# Objective
Output every line of the data below as a JSON list of strings, one string per line, with blank lines left out.

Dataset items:
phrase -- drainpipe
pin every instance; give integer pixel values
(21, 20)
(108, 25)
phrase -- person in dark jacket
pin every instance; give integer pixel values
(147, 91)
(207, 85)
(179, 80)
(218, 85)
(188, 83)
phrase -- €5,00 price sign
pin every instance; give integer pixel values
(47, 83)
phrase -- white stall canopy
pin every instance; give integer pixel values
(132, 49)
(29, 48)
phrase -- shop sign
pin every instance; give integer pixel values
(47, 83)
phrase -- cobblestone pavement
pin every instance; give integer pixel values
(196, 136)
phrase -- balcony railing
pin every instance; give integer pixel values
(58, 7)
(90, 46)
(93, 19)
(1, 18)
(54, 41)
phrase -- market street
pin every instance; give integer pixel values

# Task response
[
  "phrase -- drainpipe",
  "pin every instance; give integer pixel values",
  "(21, 20)",
  "(108, 25)",
  "phrase -- person in dark jacket",
  "pin every instance; give integer pixel values",
  "(147, 91)",
  "(207, 85)",
  "(179, 80)",
  "(218, 85)",
  "(188, 83)",
  "phrase -- €5,00 price sign",
  "pin every instance; give integer pixel values",
  "(47, 83)",
  "phrase -- white stall canopy",
  "pin every instance; give integer pixel values",
  "(132, 49)",
  "(29, 48)",
  "phrase -- shop sign",
  "pin every instance; give integer pixel values",
  "(47, 83)",
  "phrase -- cobblestone pavement",
  "pin every instance; give integer pixel values",
  "(196, 136)",
  "phrase -- balcony railing",
  "pin every instance; give integer pixel values",
  "(58, 7)",
  "(90, 46)",
  "(93, 19)",
  "(1, 18)",
  "(54, 41)",
  "phrase -- market street",
  "pin every instance; give integer pixel values"
]